» What this task involves
Retype the entries below word for word, leaving out every picture.

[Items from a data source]
================

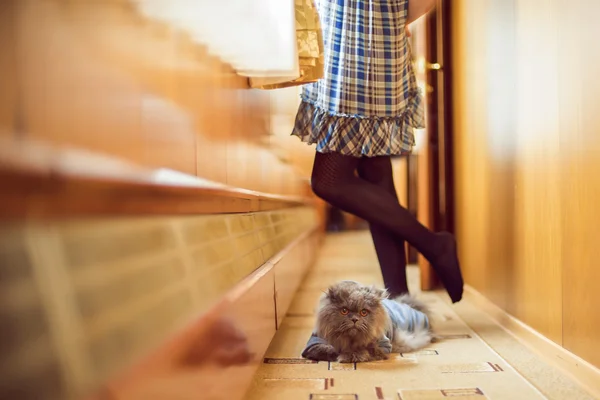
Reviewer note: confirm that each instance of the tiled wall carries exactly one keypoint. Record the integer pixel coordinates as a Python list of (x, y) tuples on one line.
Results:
[(81, 300)]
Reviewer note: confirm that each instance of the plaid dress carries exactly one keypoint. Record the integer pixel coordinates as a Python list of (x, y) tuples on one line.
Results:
[(368, 102)]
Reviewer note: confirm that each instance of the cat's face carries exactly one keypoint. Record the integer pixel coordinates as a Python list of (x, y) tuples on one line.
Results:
[(349, 309)]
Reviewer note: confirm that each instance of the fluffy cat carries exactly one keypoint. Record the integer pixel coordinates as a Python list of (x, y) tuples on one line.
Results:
[(358, 323)]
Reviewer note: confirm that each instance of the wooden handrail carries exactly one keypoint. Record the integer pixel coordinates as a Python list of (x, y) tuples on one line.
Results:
[(38, 181)]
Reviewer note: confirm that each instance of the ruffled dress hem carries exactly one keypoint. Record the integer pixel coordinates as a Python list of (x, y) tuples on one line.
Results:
[(356, 135)]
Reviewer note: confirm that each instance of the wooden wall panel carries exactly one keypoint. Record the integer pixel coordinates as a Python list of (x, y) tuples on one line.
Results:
[(579, 56), (526, 125)]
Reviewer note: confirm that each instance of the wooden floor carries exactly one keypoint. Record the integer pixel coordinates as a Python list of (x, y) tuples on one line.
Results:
[(477, 360)]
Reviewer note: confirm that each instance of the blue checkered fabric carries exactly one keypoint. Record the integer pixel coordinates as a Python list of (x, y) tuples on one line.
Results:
[(368, 102)]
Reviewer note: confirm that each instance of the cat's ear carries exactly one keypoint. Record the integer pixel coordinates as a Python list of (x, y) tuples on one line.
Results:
[(332, 294)]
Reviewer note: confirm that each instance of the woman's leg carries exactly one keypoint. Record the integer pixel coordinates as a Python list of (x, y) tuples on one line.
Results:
[(390, 248), (334, 181)]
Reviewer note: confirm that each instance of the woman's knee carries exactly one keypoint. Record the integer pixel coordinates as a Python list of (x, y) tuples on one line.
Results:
[(323, 188)]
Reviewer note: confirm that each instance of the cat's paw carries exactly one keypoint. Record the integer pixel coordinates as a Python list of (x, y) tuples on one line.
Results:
[(320, 352), (384, 345), (378, 353), (361, 356)]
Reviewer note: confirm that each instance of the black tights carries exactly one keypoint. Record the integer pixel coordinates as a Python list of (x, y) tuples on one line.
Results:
[(372, 197)]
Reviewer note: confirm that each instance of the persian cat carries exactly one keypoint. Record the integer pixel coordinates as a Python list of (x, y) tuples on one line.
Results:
[(358, 323)]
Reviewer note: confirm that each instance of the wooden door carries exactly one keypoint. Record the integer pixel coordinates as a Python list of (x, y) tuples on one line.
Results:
[(433, 156)]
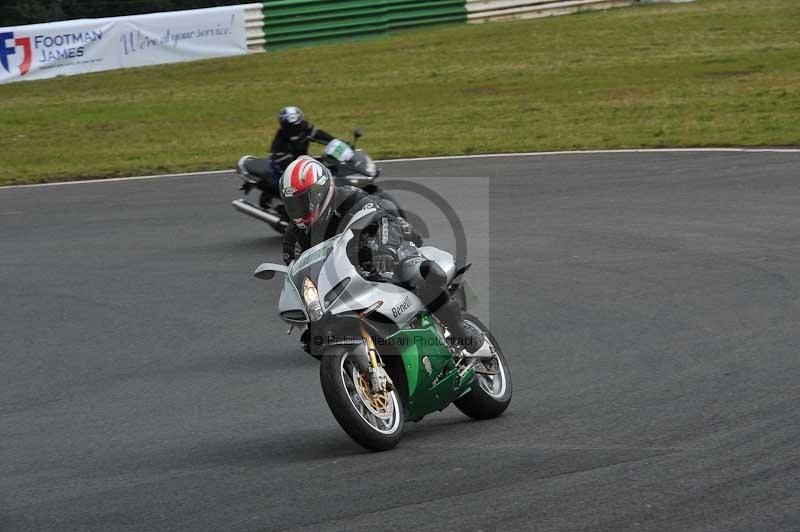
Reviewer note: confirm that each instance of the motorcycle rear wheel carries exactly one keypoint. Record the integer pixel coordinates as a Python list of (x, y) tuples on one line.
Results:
[(374, 421)]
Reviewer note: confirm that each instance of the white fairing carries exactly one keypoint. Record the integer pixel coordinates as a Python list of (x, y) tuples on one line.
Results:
[(290, 298), (399, 305)]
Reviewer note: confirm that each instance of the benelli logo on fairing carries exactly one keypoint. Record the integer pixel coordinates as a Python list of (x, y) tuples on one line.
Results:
[(402, 307)]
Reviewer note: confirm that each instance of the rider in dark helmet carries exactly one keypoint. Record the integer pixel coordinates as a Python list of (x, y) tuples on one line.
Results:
[(320, 210), (292, 138)]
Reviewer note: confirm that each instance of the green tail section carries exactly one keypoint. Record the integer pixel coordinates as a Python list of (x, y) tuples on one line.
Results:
[(304, 22), (433, 381)]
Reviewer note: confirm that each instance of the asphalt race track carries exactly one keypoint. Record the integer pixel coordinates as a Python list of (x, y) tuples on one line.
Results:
[(648, 304)]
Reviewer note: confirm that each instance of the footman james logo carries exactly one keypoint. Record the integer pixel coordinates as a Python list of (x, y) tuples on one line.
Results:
[(16, 44)]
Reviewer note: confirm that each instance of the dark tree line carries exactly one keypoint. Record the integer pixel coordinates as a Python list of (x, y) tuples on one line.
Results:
[(18, 12)]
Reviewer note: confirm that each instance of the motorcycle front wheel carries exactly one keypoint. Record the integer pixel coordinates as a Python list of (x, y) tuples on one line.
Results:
[(374, 421), (490, 394)]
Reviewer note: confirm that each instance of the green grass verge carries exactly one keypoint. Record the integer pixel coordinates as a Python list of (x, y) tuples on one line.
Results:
[(715, 72)]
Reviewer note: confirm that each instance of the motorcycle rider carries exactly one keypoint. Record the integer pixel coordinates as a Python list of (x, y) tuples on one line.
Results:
[(292, 138), (320, 210)]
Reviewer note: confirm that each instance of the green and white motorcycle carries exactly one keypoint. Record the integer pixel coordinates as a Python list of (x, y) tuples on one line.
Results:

================

» Response
Reviewer note: confirm that each instance of the tiled wall carries exactly one keypoint. Record the integer pixel coordinates as a Python list of (x, y) tuples on one line.
Results:
[(81, 300)]
Reviewer note: confirm that each instance of the plaid dress carries exactly one keypoint. Record the integer pixel coordinates as a Python list of (x, y) tuples on one line.
Results:
[(368, 102)]
Reviewer note: confirm that each instance of the cat's face carries exactly one keypoint. Record the integer pixel coordinates as a Python list of (x, y) tuples on one line.
Results:
[(349, 309)]
Reviewer note: confirm that each instance of the fluffy cat carries exactly one keypoint. Record the integer pixel coordinates as a Python list of (x, y) tuples on one line.
Results:
[(358, 323)]
Reviewer note: confirm that each instance of the wooden handrail carries exactly one keypoint. Record the integer pixel coordinates as a Python list of (x, y) tuples on one line.
Results:
[(38, 181)]
Reviewer note: confirm that each instance of the ruffled dress hem carries exactly one keypoint. Record the integer pixel coordinates as a Python list of (x, y) tuples on one line.
Results:
[(356, 135)]
Reviewer note: confirm that each instance of the wooden wall panel carries exactly one keypoint. Record the integer pixel coordinates as a Python list of (x, y) tuples on one line.
Results:
[(579, 56), (526, 125)]
Reviewer note: confirm that each instance of the wooden floor carries exactly one keypoint. Record the integer pixel coordinates as a Python list of (x, y) tuples on one line.
Results:
[(477, 360)]
Reviewer note: confirm that each instance of the blue checkered fabric carries exactly one keypoint. Record the integer pixel coordinates as a Python list of (x, y) tuples on one line.
Results:
[(368, 102)]
Reviewer note: confirm that each instance of the cat's ear carries exactly one keypoint. Record the integer pixel coordinates as a Python list of (x, y) tuples on one line.
Results:
[(332, 294)]
Reviewer note: confirm that each instance of the woman's leg carries exactly one keypoint. Record the integer pixel coordinates as a Python list of (x, y) tuples on one line.
Results:
[(390, 248), (334, 181)]
Reviewer note: confirm that each instance of the woman's knee carries exactly one keypoint. Record the integer pixel coordinates as a Python list of (x, y) tuples on one line.
Results:
[(323, 188)]
Reviewer note: confirm that each instance of the cat's paw carries exactly one keypoint. Record the integer pixel coordinates as a Python list of (x, y) tuples on one line.
Results:
[(320, 352), (384, 345), (378, 353), (361, 356)]
Reviewer note: confirm that each instance of the black tights carries exactly one keypoint. Record the integer pixel coordinates as a Python list of (x, y) tuples on one line.
Results:
[(372, 197)]
Reviewer note: confirm that each instance of the persian cat carries exactly one keypoint. Record the integer pixel coordinates as a Python list of (x, y) tuples on one line.
Results:
[(358, 323)]
Reviewer note: confirm that each instance of the wooden door carries exactly one keypoint. Record the integer pixel coordinates as a Python list of (x, y) tuples on one line.
Results:
[(433, 156)]
Reviewer note: confirm that each instance of the motorcycle rear wheel carries exactly one keypoint. Record the integer pixel coordinates as a Python list of (x, y) tuples on one line.
Results:
[(374, 421)]
Reviewer note: confirm that each instance of the white fairing carries exactly one keypoint. Record the integer pixel coordinates as a Python list of (x, y) tuples on one line.
Results:
[(290, 298), (399, 305)]
Reviewer note: confirm that each instance of the benelli logo on fairing carries exactly one keypoint. Record the integer pixel coordinates as a Python list of (x, y) tuples on one line.
Results:
[(402, 307)]
Reviewer note: confirm that each instance of the rider in dark helmet carries exactly one keypoint. Record the integer pixel coordinates as a Python list of (x, y) tuples on one line.
Results:
[(320, 210), (292, 138)]
Reviewer note: confirm that each instance of the green tail section carries exactly one keypoint. Record the integer pixel coordinates as a Python list of (x, y) tuples on one line.
Results:
[(304, 22), (433, 381)]
Reviewer note: confirm that each instance of the asphalt race track carries exactly one keypoint. Record the integer pixel coordinates as a Python list of (x, y) tuples on one line.
Results:
[(648, 304)]
Reviewer note: confirm that each instance of the footman james logo carries exactly one keypoint. Record the integer pixel coordinates as a Python list of (x, y) tuples on one line.
Results:
[(16, 44)]
Reviewer note: confirm that each instance of the dark tree line carries exactly one keypoint. Record the integer pixel coordinates as a Python list of (x, y) tuples on one line.
Results:
[(18, 12)]
Reviewer note: confirm that each instance of the motorcycle front wheel carries exactly one keypoint. Record the integer pixel coordinates as a Python list of (x, y) tuples on one line.
Results:
[(374, 421), (490, 394)]
Reviewer note: confirm that each instance of the green grass verge carries exactly one keypoint. Record the integer pixel coordinates as a Python list of (x, y) tuples on one line.
Results:
[(715, 72)]
Reviewer note: confirm that each instance of the motorcycle rider carries exactly one keypoint. Record the integer pixel coordinates as a Python list of (x, y) tuples on one line.
Results:
[(292, 138), (320, 210)]
Reviewer note: confirm that each instance of the green and white motorcycle carries exactly one keypoint. Record the integer pixel coordinates as a Python list of (x, y) tuples on one line.
Results:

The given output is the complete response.